* [Brief]:
Repeat, line for line, the entries printed below.

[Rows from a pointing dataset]
►

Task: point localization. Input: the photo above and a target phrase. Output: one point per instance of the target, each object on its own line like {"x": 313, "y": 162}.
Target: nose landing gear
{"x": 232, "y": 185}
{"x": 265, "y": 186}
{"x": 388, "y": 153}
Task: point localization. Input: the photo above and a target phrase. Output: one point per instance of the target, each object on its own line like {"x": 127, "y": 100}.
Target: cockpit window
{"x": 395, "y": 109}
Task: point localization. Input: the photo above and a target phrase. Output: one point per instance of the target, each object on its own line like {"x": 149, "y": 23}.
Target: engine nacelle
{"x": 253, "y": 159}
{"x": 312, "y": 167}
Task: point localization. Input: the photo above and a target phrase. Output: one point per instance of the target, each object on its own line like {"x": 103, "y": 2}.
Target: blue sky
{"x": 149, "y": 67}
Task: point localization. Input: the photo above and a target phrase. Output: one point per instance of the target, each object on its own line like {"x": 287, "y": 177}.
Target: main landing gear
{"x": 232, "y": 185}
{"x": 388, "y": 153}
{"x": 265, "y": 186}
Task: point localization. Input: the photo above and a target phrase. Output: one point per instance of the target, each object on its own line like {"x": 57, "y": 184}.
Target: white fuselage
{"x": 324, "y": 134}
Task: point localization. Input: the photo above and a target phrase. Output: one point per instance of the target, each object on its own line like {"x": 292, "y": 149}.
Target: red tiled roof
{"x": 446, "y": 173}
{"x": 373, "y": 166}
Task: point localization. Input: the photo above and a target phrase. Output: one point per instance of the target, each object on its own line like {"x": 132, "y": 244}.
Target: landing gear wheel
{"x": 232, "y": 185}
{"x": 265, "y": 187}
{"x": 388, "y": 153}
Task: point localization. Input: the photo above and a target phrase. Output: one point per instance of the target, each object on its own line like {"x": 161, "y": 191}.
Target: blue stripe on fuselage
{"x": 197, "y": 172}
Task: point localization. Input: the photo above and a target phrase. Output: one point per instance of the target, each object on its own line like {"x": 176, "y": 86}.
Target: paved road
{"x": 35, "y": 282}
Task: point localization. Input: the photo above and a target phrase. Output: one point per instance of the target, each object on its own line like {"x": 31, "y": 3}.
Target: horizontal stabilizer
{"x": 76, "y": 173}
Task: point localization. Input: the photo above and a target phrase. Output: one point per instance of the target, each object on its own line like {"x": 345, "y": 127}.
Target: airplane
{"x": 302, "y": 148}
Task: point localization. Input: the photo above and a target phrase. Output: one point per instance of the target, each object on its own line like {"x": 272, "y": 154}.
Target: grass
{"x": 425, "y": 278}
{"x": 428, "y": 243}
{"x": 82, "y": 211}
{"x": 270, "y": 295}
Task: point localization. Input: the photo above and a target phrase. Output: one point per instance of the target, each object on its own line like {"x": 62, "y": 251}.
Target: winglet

◄

* [Written response]:
Task: point localization. Input: the photo above and a target phrase. Output: one point per instance of the target, each object on its own line like {"x": 313, "y": 162}.
Target: nose landing gear
{"x": 232, "y": 185}
{"x": 265, "y": 186}
{"x": 388, "y": 153}
Task: point localization. Input: the photo above and a target phrase. Output: one point per instance of the target, each object on its own line like {"x": 127, "y": 100}.
Target: cockpit window
{"x": 395, "y": 109}
Task: point localization. Input: the photo above and a target phrase. Output: one point per instance of the target, each object on its own line like {"x": 149, "y": 23}.
Target: engine nacelle
{"x": 253, "y": 159}
{"x": 312, "y": 167}
Task: point localization. Input: the photo above and a target phrase. Output: one point per instance of the target, each object on its own line like {"x": 103, "y": 2}.
Target: blue sky
{"x": 149, "y": 67}
Task: point localization. Input: the photo above and a target phrase. Output: one point per instance of the target, each object on its own line like {"x": 287, "y": 177}.
Target: main landing gear
{"x": 232, "y": 185}
{"x": 388, "y": 153}
{"x": 265, "y": 186}
Task: point localization. Input: the photo above and a target phrase. Output: one point per instance of the target, each object on its own line like {"x": 57, "y": 184}.
Target: white fuselage
{"x": 324, "y": 134}
Task: point localization. Input: the photo above and a target phrase. Output: one point per instance of the target, each object on its own line like {"x": 292, "y": 149}.
Target: red tiled roof
{"x": 446, "y": 173}
{"x": 373, "y": 166}
Task: point localization. Input: the photo above and a target phrase. Output: one point per instance of the target, each object on its own line like {"x": 132, "y": 244}.
Target: landing gear wheel
{"x": 232, "y": 185}
{"x": 265, "y": 187}
{"x": 388, "y": 153}
Task: point localization. Input: the photo above and a target phrase. Output: one point per instance of the target, each object on its own line like {"x": 161, "y": 191}.
Target: blue stripe on fuselage
{"x": 197, "y": 172}
Task: point localization. Input: the photo above and a target phrase. Output: one point per instance of the target, each object on its own line like {"x": 176, "y": 86}.
Target: paved road
{"x": 35, "y": 282}
Task: point localization. Input: the photo above and a target phrase. Output: one point per instance of the target, each object on its own line like {"x": 31, "y": 3}.
Target: horizontal stabilizer
{"x": 76, "y": 173}
Task: point localization. Input: the photo above and a target phrase. Output: one point per instance of the target, each object on its own line like {"x": 345, "y": 127}.
Target: airplane
{"x": 302, "y": 148}
Task: point localization. Input: the photo above and a target phrase. Output: one point per instance of the target, each object on its own line like {"x": 272, "y": 154}.
Target: grass
{"x": 425, "y": 278}
{"x": 428, "y": 243}
{"x": 82, "y": 211}
{"x": 270, "y": 295}
Task: point localization. Input: the photo above and a target phrase. Output: one point per instance of the target, each object on its own line like {"x": 62, "y": 251}.
Target: winglet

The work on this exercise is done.